[Named object pointing entries]
_ _ _
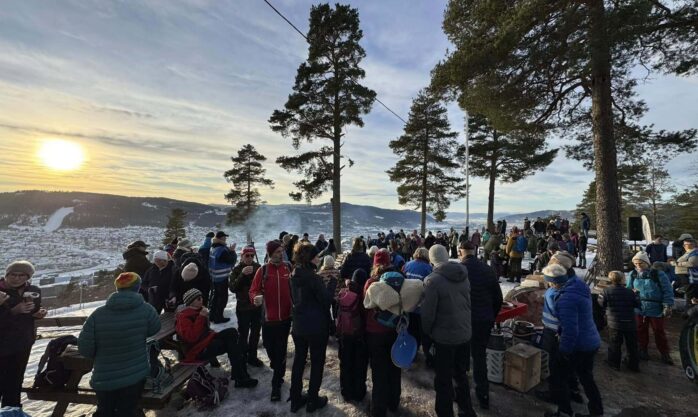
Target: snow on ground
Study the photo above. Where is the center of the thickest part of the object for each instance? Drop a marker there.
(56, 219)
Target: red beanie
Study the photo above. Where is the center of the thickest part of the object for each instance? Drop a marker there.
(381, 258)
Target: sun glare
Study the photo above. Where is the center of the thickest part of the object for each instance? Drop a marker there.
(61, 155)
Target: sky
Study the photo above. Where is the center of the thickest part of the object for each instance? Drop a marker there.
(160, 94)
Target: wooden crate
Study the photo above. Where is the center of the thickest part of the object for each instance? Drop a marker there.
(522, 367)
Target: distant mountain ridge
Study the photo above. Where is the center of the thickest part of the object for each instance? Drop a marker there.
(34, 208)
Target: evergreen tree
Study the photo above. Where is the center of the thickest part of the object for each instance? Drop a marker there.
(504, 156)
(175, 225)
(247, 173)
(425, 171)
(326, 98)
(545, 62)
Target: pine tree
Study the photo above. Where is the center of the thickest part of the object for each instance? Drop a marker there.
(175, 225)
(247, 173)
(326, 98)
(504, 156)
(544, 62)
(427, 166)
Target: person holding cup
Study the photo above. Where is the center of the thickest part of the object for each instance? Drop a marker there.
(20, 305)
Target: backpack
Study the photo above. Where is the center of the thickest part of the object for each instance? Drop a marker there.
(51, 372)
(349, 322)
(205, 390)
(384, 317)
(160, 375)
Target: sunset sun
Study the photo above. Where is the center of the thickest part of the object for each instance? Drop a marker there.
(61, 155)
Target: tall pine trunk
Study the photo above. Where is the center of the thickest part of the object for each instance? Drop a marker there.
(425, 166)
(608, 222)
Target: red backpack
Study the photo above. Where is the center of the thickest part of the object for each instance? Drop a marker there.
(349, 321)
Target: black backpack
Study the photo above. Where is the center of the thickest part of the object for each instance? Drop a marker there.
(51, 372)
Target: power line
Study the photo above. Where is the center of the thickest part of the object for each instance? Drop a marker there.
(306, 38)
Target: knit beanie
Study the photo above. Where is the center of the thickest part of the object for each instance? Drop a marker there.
_ _ _
**Aim:**
Restate word for word the lines from the one holding "Target: backpack" to the end of the listing, both ends included, and nothing more.

**Answer for the task:**
Target: backpack
Study the photo above. Where is the center of the thickest part of the object for each instance? Drop a marker there.
(51, 372)
(349, 322)
(205, 390)
(384, 317)
(160, 375)
Target: sunset sun
Study the photo above. Where is the center of the thickest part of the object for each instance? Drop a marker there.
(61, 155)
Target: tall pine trunk
Study the photo above. Where is the center of the thickest part of the object for each instance? Drop a marker there.
(425, 166)
(608, 222)
Target: red backpack
Study the photo above. Where is the center of the thickest part of the object for each instance? Drop a marker there.
(349, 321)
Target: black backpack
Study the photo above. Where is the center of the thickest part of the object for each instance? Drop a marker there.
(51, 372)
Target: power line
Study the photo above. Where is the center of the thickest part of the object for each instance? Drop a marker there.
(306, 38)
Target: knit beanie
Study the photo above. Where is the center of the thickest part of the object for each instance? Drop a marker there.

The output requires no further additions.